··· Supplied records ···

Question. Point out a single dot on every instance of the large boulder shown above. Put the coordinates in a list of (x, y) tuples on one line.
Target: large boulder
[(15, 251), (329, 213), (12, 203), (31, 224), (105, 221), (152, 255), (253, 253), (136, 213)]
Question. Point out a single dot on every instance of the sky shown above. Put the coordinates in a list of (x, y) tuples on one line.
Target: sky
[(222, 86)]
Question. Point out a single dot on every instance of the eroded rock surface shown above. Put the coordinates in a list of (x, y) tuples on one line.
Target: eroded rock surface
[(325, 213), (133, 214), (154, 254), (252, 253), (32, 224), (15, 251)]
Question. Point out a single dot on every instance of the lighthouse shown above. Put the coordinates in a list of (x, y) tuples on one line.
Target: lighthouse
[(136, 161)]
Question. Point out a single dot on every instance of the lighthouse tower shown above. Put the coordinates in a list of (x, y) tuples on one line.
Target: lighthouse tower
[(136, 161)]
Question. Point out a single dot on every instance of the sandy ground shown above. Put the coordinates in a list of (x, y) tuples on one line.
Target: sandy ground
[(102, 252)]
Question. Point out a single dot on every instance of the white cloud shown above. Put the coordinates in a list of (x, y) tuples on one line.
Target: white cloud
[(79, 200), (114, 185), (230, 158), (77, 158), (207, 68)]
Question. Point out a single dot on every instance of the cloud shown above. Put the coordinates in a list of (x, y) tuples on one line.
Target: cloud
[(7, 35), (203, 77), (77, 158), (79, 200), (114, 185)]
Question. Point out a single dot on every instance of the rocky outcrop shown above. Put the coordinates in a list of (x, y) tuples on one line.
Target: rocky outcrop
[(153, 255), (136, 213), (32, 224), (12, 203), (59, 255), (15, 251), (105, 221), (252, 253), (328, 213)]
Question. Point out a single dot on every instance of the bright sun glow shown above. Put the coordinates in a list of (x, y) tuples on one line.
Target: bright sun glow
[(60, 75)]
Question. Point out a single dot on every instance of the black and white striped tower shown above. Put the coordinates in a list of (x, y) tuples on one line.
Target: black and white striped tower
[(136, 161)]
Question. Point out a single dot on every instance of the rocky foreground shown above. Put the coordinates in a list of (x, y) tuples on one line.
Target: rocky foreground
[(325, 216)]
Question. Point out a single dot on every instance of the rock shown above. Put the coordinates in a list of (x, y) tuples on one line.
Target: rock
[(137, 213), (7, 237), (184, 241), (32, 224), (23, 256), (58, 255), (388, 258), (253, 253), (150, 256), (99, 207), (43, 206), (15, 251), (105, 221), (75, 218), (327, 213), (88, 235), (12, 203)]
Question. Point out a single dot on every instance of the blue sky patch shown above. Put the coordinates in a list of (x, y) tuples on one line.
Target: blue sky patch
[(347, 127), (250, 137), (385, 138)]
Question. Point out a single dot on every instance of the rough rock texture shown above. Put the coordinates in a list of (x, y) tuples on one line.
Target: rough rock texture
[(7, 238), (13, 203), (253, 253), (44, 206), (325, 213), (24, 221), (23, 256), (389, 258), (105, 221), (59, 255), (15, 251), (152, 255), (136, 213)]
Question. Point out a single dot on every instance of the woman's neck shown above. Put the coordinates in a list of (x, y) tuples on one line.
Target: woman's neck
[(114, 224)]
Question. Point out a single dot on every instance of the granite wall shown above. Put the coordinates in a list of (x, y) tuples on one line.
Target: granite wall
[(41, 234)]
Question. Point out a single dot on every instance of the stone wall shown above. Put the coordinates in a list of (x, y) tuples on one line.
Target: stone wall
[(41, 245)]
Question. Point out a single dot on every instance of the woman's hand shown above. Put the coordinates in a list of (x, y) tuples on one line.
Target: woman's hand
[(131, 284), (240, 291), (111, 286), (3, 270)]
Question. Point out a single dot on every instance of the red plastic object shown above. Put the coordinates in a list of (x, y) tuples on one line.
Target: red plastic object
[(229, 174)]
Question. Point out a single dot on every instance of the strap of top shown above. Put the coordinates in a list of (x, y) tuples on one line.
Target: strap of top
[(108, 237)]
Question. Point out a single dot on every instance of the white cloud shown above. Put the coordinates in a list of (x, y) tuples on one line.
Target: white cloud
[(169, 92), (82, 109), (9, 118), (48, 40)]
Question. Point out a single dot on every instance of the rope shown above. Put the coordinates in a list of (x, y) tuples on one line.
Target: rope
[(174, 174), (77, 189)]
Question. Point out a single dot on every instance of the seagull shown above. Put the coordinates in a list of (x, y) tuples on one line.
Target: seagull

···

Instructions to follow =
Output the records again in full. Keep every character as written.

Answer box =
Question. Point out a single dot on every instance of the large boulder shown above. Put the coordinates in a list of (x, y) tuples on one line.
Target: large boulder
[(15, 251), (329, 213), (12, 203), (31, 224), (105, 221), (152, 255), (253, 253), (136, 213)]
Question. Point out a single dot on every instance of the sky shown above. Put the coordinates in a list of (x, y) tuples on one line.
Target: sky
[(222, 86)]
Question. Point out a single dot on every instance of the eroded rock surface shown above. Put the coordinates in a list of (x, y) tuples on one line.
Target: eroded rock surface
[(325, 213), (133, 214), (154, 254), (252, 253), (32, 224), (15, 251)]
Question. Point out a single dot on every instance of the lighthouse shown above. Put the coordinates in a list of (x, y) tuples on one line.
Target: lighthouse
[(136, 161)]
Question. Point out a single dot on every instance of the lighthouse tower shown above. Put the coordinates in a list of (x, y) tuples on one line.
Target: lighthouse tower
[(136, 161)]
Question. Point out a single dot on every instance of the sandy ground shown above. Put the coordinates in a list of (x, y) tuples on one line.
Target: sandy ground
[(102, 252)]
Question. Point out a single dot on every instance of the white cloud shown above. Put the coordinates in a list of (x, y) tuples on one line.
Target: white cloud
[(79, 200), (114, 185), (230, 158), (77, 158), (207, 68)]
Question. Point out a single dot on every instance of the cloud shown above. Put the coordinates in a list of (x, y) tuples on one line.
Target: cloud
[(7, 35), (203, 77), (77, 158), (79, 200), (114, 185)]
Question. Point out a single dot on every instance of the rocky outcrop shown above. Put the coordinates in a list of (x, y) tuples on one line.
Target: rocky outcrop
[(153, 255), (136, 213), (32, 224), (12, 203), (59, 255), (15, 251), (105, 221), (252, 253), (328, 213)]
Question. Point out a single dot on every instance of the bright sun glow shown above. Put the coordinates in a list of (x, y) tuples on one line.
Target: bright sun glow
[(60, 75)]
Question. Point out a single dot on every instance of the black and white striped tower shown above. Put the coordinates in a list of (x, y) tuples on one line.
Target: black and white striped tower
[(136, 161)]
Question. Point out a single dot on every instance of the rocky foreground shown above. Put the coordinates in a list of (x, y) tuples on one line.
Target: rocky foreground
[(325, 216)]
Question. Point out a single dot on every instance of the rock shown above. Put the coordinates in a list of (x, y) tuples on one line.
Target: rock
[(137, 213), (7, 237), (184, 241), (32, 224), (23, 256), (58, 255), (388, 258), (253, 253), (150, 256), (99, 207), (43, 206), (15, 251), (105, 221), (75, 218), (327, 213), (88, 235), (12, 203)]
Question. Point out a single dot on every instance of the blue sky patch shown above. Put the coordinates in a list of (x, y) tuples on one line.
Target: blue sky patch
[(347, 127), (250, 137), (385, 138)]
Question. Point out a single dot on every instance of the rough rock texture shown above. Put the coordinates in a list of (x, y) tuples on one line.
Target: rough rock texture
[(7, 238), (13, 203), (253, 253), (44, 206), (325, 213), (24, 221), (23, 256), (389, 258), (105, 221), (59, 255), (15, 251), (152, 255), (136, 213)]
Question. Point out a single dot on every instance of the woman's neck shown above. Put the coordinates in a list of (x, y) tuples on one line.
Target: woman's neck
[(114, 224)]
Question. Point out a single dot on every instance of the granite wall shown above. Put the coordinates in a list of (x, y) tuples on one line.
Target: granite wall
[(41, 234)]
Question. Point out a single dot on every instance of the stone wall shown above. Put the coordinates in a list of (x, y) tuples on one line.
Target: stone wall
[(41, 245)]
Question. Point out a single dot on every instance of the woman's hand shown above. Put the coordinates in a list of (x, y) tuples on one line.
Target: woman's hand
[(131, 284), (240, 291), (111, 286), (3, 270)]
Question. Point out a single dot on every instance of the red plastic object shown above. Put the coordinates in a list of (x, y) tuples on one line.
Target: red plastic object
[(229, 174)]
Question. Point out a single dot on every instance of the strap of top shown above. Put the coordinates in a list of (x, y) tuples on one line.
Target: strap of top
[(108, 237)]
Question. Point out a single dot on every instance of the white cloud shown above. Put the coordinates in a list of (x, y) tuples on one line.
Target: white cloud
[(169, 92), (82, 109), (9, 118), (48, 40)]
Question. Point out a single dot on every instance of the rope shown above. Put the coordinates in a list of (x, y) tuples on one line.
Target: rope
[(174, 174), (77, 189)]
Question. Point out a single dot on every instance of the seagull shown above. Put the coordinates in a list of (x, y) tuples on one line.
Target: seagull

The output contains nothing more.